* _WHAT NEEDS TO BE DONE_:
What follows is a set of records. Repeat every one of them exactly.

^^^^^^^^

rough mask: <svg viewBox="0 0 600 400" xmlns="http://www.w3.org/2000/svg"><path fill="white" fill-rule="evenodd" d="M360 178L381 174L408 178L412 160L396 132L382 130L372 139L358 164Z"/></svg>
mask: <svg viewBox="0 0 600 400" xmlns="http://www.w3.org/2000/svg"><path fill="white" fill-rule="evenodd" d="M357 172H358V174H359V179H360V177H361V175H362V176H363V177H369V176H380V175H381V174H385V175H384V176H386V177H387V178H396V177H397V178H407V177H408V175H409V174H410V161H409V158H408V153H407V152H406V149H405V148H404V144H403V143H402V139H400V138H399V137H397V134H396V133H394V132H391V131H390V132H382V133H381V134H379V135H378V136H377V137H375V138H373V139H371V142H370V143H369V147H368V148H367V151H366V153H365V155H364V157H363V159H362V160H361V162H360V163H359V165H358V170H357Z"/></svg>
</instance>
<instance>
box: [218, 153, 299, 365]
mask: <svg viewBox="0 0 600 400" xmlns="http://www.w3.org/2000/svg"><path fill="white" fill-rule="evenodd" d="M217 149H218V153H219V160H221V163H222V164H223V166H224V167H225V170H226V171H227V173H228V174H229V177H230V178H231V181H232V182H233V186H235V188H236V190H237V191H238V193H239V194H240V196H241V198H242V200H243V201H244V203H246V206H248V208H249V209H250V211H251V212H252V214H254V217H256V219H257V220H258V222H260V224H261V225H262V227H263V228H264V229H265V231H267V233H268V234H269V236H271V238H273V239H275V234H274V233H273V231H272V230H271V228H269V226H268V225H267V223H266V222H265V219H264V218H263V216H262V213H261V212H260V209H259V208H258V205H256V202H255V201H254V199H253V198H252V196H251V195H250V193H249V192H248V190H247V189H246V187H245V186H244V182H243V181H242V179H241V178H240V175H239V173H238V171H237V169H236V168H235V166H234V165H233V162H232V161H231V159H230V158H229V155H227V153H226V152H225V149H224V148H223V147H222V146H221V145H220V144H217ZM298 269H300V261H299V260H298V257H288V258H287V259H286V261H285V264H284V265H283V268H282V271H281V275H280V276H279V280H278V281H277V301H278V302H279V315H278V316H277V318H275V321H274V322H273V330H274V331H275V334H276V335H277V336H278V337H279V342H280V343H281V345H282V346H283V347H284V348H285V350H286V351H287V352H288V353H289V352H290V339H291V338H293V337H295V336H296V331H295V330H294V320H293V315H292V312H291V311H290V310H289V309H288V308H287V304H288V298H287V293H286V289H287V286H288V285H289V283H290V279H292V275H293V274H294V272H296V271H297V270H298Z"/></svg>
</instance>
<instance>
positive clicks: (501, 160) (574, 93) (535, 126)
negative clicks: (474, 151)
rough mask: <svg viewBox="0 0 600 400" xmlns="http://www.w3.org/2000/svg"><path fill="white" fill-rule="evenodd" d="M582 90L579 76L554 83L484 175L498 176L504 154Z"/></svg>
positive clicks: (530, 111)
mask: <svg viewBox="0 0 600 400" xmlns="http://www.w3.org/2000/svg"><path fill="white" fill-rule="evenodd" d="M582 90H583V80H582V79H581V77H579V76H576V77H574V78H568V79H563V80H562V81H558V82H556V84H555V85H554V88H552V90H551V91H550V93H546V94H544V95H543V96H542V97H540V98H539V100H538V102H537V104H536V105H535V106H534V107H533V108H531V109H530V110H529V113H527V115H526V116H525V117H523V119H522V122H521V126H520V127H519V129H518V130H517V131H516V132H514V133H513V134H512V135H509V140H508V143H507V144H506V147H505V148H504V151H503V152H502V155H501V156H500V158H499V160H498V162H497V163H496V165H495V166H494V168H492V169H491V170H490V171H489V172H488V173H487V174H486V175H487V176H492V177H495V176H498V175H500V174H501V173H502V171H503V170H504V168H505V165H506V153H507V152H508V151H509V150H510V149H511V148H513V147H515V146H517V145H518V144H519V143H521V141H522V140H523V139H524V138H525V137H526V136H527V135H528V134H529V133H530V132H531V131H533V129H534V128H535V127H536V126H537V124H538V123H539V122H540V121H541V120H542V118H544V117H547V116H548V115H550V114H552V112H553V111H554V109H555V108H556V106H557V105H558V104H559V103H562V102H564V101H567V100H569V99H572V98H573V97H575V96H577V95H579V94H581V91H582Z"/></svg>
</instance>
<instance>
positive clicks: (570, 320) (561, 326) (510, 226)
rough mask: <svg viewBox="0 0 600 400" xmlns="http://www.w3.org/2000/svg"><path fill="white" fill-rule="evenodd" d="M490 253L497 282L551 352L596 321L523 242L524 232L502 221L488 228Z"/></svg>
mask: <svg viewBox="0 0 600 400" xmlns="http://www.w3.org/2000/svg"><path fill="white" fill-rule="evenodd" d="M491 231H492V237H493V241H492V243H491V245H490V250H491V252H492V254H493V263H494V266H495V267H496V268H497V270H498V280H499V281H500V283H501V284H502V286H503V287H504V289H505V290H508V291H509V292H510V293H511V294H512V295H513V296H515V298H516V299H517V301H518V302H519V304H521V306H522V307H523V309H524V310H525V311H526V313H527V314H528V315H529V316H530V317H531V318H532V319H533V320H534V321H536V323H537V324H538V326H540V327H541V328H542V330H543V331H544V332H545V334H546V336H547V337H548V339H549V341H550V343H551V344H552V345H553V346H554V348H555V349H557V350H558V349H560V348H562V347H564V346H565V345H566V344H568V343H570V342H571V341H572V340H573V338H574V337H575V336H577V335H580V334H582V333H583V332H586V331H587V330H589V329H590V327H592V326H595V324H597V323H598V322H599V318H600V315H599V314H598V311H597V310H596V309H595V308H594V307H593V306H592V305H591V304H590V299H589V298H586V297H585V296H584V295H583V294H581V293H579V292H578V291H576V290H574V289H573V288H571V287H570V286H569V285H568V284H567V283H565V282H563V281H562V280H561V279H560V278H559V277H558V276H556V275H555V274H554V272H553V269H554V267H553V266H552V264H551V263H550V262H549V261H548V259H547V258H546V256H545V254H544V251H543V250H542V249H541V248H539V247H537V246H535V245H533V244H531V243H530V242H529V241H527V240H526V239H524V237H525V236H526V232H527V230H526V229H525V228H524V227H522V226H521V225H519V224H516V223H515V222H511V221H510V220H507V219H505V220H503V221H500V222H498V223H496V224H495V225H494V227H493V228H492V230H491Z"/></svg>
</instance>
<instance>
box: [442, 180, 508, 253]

^^^^^^^^

* _RESPONSE_:
rough mask: <svg viewBox="0 0 600 400" xmlns="http://www.w3.org/2000/svg"><path fill="white" fill-rule="evenodd" d="M360 178L381 174L408 178L412 160L396 132L382 130L372 139L358 164Z"/></svg>
mask: <svg viewBox="0 0 600 400" xmlns="http://www.w3.org/2000/svg"><path fill="white" fill-rule="evenodd" d="M357 172H358V174H359V179H360V177H361V175H362V176H363V177H369V176H380V175H381V174H385V175H384V176H386V177H387V178H396V177H397V178H407V177H408V175H409V174H410V161H409V158H408V153H407V152H406V149H405V148H404V144H403V143H402V139H400V138H399V137H397V134H396V133H394V132H391V131H390V132H382V133H381V134H379V135H378V136H377V137H375V138H373V139H371V142H370V143H369V147H368V148H367V151H366V153H365V155H364V157H363V159H362V160H361V162H360V163H359V165H358V170H357Z"/></svg>
</instance>
<instance>
box: [218, 153, 299, 365]
mask: <svg viewBox="0 0 600 400" xmlns="http://www.w3.org/2000/svg"><path fill="white" fill-rule="evenodd" d="M217 149H218V153H219V160H221V163H222V164H223V166H224V167H225V170H226V171H227V173H228V174H229V177H230V178H231V181H232V182H233V186H235V188H236V190H237V191H238V193H239V194H240V196H241V198H242V200H243V201H244V203H246V206H248V208H249V209H250V211H251V212H252V214H254V217H256V219H257V220H258V222H260V224H261V225H262V227H263V228H264V229H265V231H267V233H268V234H269V236H271V238H273V239H275V234H274V233H273V231H272V230H271V228H269V226H268V225H267V223H266V222H265V219H264V218H263V216H262V213H261V212H260V209H259V208H258V205H256V202H255V201H254V199H253V198H252V196H251V195H250V193H249V192H248V190H247V189H246V187H245V186H244V182H243V181H242V179H241V178H240V175H239V173H238V171H237V169H236V168H235V166H234V165H233V162H232V161H231V159H230V158H229V155H227V153H226V152H225V149H224V148H223V147H222V146H221V145H220V144H217ZM298 269H300V261H299V260H298V257H288V258H287V259H286V261H285V264H284V265H283V268H282V271H281V275H280V276H279V280H278V281H277V301H278V302H279V315H278V316H277V318H275V321H274V322H273V330H274V331H275V334H276V335H277V336H278V337H279V342H280V343H281V345H282V346H283V347H284V348H285V350H286V351H287V352H288V353H289V352H290V339H291V338H293V337H295V336H296V331H295V330H294V320H293V315H292V312H291V311H290V310H289V309H288V308H287V304H288V298H287V293H286V289H287V286H288V285H289V283H290V279H292V275H293V274H294V272H296V271H297V270H298Z"/></svg>
</instance>
<instance>
positive clicks: (501, 160) (574, 93) (535, 126)
negative clicks: (474, 151)
rough mask: <svg viewBox="0 0 600 400" xmlns="http://www.w3.org/2000/svg"><path fill="white" fill-rule="evenodd" d="M582 90L579 76L554 83L484 175L498 176L504 154Z"/></svg>
positive clicks: (530, 111)
mask: <svg viewBox="0 0 600 400" xmlns="http://www.w3.org/2000/svg"><path fill="white" fill-rule="evenodd" d="M582 90H583V80H582V79H581V77H579V76H576V77H574V78H568V79H563V80H562V81H558V82H556V84H555V85H554V88H552V90H551V91H550V93H546V94H544V95H543V96H542V97H540V98H539V100H538V102H537V104H536V105H535V106H534V107H533V108H531V109H530V110H529V113H527V115H526V116H525V117H523V119H522V122H521V126H520V127H519V129H518V130H517V131H516V132H514V133H513V134H512V135H509V140H508V143H507V144H506V147H505V148H504V151H503V152H502V155H501V156H500V158H499V160H498V162H497V163H496V165H495V166H494V168H492V169H491V170H490V171H489V172H488V173H487V174H486V175H487V176H492V177H495V176H498V175H500V174H501V173H502V171H503V170H504V168H505V165H506V153H507V152H508V151H509V150H510V149H511V148H513V147H515V146H517V145H518V144H519V143H521V141H522V140H523V139H524V138H525V137H526V136H527V135H528V134H529V133H530V132H531V131H533V129H534V128H535V127H536V126H537V124H538V123H539V122H540V121H541V120H542V118H544V117H547V116H548V115H550V114H552V112H553V111H554V109H555V108H556V106H557V105H558V104H559V103H562V102H564V101H567V100H569V99H572V98H573V97H575V96H577V95H579V94H581V91H582Z"/></svg>
</instance>
<instance>
positive clicks: (570, 320) (561, 326) (510, 226)
rough mask: <svg viewBox="0 0 600 400" xmlns="http://www.w3.org/2000/svg"><path fill="white" fill-rule="evenodd" d="M490 253L497 282L551 352L596 321L523 242L524 232L502 221L488 228Z"/></svg>
mask: <svg viewBox="0 0 600 400" xmlns="http://www.w3.org/2000/svg"><path fill="white" fill-rule="evenodd" d="M491 231H492V237H493V241H492V243H491V245H490V250H491V252H492V254H493V263H494V266H495V267H496V268H497V270H498V280H499V281H500V283H501V284H502V286H503V287H504V289H505V290H508V291H509V292H510V293H511V294H512V295H513V296H515V298H516V299H517V301H518V302H519V304H521V306H522V307H523V309H524V310H525V311H526V313H527V314H528V315H529V316H530V317H531V318H532V319H533V320H534V321H536V323H537V324H538V326H540V327H541V328H542V330H543V331H544V332H545V334H546V336H547V337H548V339H549V341H550V343H551V344H552V345H553V346H554V348H555V349H557V350H558V349H560V348H562V347H564V346H565V345H566V344H568V343H570V342H571V341H572V340H573V338H574V337H575V336H577V335H580V334H582V333H583V332H586V331H587V330H589V329H590V327H592V326H595V324H597V323H598V322H599V318H600V315H599V314H598V311H597V310H596V309H595V308H594V307H593V306H592V305H591V304H590V299H589V298H586V297H585V296H584V295H583V294H581V293H579V292H578V291H576V290H574V289H573V288H571V287H570V286H569V285H568V284H567V283H565V282H563V281H562V280H561V279H560V278H559V277H558V276H556V275H555V274H554V272H553V269H554V267H553V266H552V264H551V263H550V262H549V261H548V259H547V258H546V256H545V254H544V251H543V250H542V249H541V248H539V247H537V246H535V245H533V244H531V243H530V242H529V241H527V240H526V239H524V237H525V236H526V232H527V230H526V229H525V228H524V227H522V226H521V225H519V224H516V223H515V222H511V221H510V220H507V219H505V220H503V221H500V222H498V223H496V224H495V225H494V227H493V228H492V230H491Z"/></svg>
</instance>
<instance>
box: [442, 180, 508, 253]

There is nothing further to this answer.